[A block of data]

----------------------------------------

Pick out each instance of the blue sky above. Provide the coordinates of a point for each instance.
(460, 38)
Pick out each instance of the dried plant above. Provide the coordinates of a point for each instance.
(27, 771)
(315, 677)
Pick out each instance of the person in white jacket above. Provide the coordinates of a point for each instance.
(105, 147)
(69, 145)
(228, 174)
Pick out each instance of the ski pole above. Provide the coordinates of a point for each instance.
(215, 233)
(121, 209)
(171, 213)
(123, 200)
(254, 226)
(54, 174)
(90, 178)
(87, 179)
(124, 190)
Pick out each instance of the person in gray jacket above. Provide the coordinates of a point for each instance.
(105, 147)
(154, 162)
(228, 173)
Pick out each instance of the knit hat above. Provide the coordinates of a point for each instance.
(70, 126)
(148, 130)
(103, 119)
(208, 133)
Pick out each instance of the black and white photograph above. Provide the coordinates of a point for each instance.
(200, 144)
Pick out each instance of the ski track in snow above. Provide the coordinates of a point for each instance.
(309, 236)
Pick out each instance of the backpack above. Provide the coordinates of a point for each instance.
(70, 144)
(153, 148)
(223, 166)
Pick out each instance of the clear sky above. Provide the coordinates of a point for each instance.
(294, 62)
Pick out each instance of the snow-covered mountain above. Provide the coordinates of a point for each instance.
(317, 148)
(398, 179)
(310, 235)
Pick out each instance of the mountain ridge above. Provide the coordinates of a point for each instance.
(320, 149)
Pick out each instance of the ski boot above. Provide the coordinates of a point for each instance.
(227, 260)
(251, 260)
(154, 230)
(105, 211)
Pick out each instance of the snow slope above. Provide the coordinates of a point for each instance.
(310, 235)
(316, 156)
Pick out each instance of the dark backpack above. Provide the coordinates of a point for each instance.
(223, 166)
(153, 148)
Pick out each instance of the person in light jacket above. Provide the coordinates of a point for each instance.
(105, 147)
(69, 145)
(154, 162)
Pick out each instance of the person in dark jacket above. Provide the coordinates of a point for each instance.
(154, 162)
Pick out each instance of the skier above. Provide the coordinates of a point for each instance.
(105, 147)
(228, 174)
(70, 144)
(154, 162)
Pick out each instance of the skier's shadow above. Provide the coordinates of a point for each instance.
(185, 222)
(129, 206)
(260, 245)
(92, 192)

----------------------------------------

▶ [DIRECTIVE]:
Using the entries above, please restate each one word for word.

▶ [THE RESPONSE]:
Pick out each instance of the blue sky above. Provide the coordinates of a point for each instance.
(460, 38)
Pick out each instance of the dried plant above. Provide the coordinates of a point for each instance.
(27, 771)
(315, 677)
Pick out each instance of the person in white jacket above. Provide the coordinates of a point for each instance.
(105, 147)
(69, 145)
(228, 174)
Pick out each instance of the ski pole above. Provide the coordinates of a point for each instance.
(215, 233)
(121, 209)
(171, 213)
(123, 200)
(254, 226)
(54, 174)
(90, 178)
(87, 179)
(124, 190)
Pick out each instance of the person in gray jacket above. Provide the coordinates of a point for each instance.
(105, 147)
(154, 162)
(228, 173)
Pick out each instance of the knit hat above. Provide the coordinates of a point for each instance.
(70, 126)
(148, 130)
(103, 119)
(208, 133)
Pick out each instance of the black and white photograph above. Provide the coordinates of a point for each instance.
(200, 144)
Pick out each instance of the ski track in snow above. Provide the coordinates of a point for each instance.
(309, 236)
Pick out each instance of the backpack above. Provide the coordinates of a point for each instance.
(70, 144)
(153, 148)
(223, 166)
Pick out each instance of the clear sky above. Provide the coordinates of a point for each instance.
(294, 62)
Pick out each instance of the snow-covered mountain above. Provide the coordinates of a point for each instance.
(317, 148)
(398, 179)
(310, 235)
Pick out each instance of the mountain ridge above. Provide the coordinates of a point for each instance.
(320, 149)
Pick out each instance of the ski boot above. Provide the coordinates of a point for each instance.
(227, 260)
(251, 260)
(154, 230)
(105, 211)
Pick out each instance of the snow slope above. Provide the coordinates of a point for each instance.
(310, 235)
(316, 156)
Pick out each instance of the dark backpack above. Provide the coordinates of a point for each instance.
(223, 166)
(153, 148)
Pick out each instance of the person in light jacket above. Provide the coordinates of a point for each instance.
(105, 147)
(69, 145)
(154, 162)
Pick out each instance of the person in dark jacket above. Provide the coordinates of a point for each instance.
(154, 162)
Pick out each instance of the skier above. Provide the coordinates of a point for each instance.
(105, 147)
(228, 174)
(70, 144)
(154, 162)
Pick out each instance of the skier's shadow above. Provide the coordinates of a point for each instance.
(185, 222)
(129, 206)
(260, 245)
(92, 192)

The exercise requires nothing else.